**Required task 1**
Starting with the line that contains "the woman's long" and going on through the end of the records, copy those lines again with "bird's" changed to "egret's" and nothing else altered.

**Text provided**
______

How to learn Handling Categorical Values for Data Cleaning in Data Analyst for free

Who this is for

Data Analysts and learners who need to clean datasets with text categories (like country, channel, device, plan). You will turn messy labels into consistent, model-ready features.

Prerequisites

Basic familiarity with spreadsheets or Python/pandas (nice to have, not required).
Know the difference between numerical and categorical data.
Comfort reading small tables and following step-by-step procedures.

Learning path

Before: Missing values handling, text normalization, and deduplication.
This lesson: Detect, clean, and encode categorical values safely.
After: Feature scaling, feature selection, and data splits for modeling.

Why this matters

Real analyst tasks rely on accurate categoricals:

Marketing: Compare conversion by campaign channel or region.
Product: Analyze churn by subscription plan and device type.
Finance: Classify expense categories and flag anomalies.
Operations: Forecast demand by store type or supplier.

Wrongly handled categories lead to broken dashboards, misleading averages, and biased models. Getting this right is a high-leverage data cleaning skill.

Concept explained simply

Categories are labels that describe groups (e.g., "iOS", "Android"). Some have order ("Low", "Medium", "High"), others don’t ("Red", "Blue"). Algorithms need numbers, so we convert categories into numeric form without losing meaning or creating fake order.

______

**Records for this task**
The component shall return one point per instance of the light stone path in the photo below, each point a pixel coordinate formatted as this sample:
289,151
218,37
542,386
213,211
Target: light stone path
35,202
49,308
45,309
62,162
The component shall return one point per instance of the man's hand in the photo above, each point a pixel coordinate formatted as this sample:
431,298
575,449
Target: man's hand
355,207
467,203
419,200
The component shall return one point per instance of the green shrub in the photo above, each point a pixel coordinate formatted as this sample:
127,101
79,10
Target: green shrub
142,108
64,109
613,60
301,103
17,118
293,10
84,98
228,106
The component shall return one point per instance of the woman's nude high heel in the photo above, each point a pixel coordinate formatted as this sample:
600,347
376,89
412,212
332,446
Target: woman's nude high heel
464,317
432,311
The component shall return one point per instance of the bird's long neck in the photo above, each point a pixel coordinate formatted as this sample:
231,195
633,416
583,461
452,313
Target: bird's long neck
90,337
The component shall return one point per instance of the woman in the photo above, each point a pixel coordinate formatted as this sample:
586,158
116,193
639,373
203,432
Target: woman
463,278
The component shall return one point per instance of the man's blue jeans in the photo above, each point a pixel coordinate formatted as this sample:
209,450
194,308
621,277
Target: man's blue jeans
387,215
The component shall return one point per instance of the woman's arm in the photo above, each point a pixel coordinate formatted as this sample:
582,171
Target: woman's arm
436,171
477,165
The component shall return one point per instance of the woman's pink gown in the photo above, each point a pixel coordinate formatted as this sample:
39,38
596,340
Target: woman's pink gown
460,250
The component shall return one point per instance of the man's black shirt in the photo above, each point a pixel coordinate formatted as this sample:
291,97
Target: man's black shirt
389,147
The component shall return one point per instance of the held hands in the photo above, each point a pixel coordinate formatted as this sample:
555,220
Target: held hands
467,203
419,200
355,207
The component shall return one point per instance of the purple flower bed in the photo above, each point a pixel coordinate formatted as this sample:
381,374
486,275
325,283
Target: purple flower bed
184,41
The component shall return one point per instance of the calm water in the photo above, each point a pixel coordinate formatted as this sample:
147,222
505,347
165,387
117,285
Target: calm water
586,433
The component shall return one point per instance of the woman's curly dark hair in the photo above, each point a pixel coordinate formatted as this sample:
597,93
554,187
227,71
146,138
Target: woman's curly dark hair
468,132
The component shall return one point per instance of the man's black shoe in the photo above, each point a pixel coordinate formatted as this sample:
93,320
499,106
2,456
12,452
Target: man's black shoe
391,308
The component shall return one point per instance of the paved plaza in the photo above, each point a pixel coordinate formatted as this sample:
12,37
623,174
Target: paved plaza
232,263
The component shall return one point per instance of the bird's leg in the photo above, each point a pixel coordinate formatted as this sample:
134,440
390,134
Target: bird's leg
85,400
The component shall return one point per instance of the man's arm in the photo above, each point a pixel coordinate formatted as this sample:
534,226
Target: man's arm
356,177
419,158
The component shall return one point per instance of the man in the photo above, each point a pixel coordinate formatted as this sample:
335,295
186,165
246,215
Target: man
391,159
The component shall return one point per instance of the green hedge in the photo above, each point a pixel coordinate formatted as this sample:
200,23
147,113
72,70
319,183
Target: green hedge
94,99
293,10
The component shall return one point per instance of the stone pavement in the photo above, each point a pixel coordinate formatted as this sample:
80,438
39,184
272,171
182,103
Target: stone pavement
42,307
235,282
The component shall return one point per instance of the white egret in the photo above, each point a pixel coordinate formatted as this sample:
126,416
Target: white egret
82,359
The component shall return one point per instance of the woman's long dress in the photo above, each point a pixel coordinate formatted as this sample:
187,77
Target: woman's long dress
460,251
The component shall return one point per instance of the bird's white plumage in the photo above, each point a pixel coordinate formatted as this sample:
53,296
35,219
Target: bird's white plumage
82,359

______

**Required task 2**
In the text on handling categorical values, which topics does the learning path list for after this lesson?

**Worked solution 1**
The component shall return one point per instance of the woman's long dress in the photo above, each point a pixel coordinate formatted as this sample:
187,77
Target: woman's long dress
460,251
The component shall return one point per instance of the egret's white plumage in the photo above, each point a pixel coordinate formatted as this sample:
53,296
35,219
Target: egret's white plumage
82,359

**Worked solution 2**
Feature scaling, feature selection, and data splits for modeling.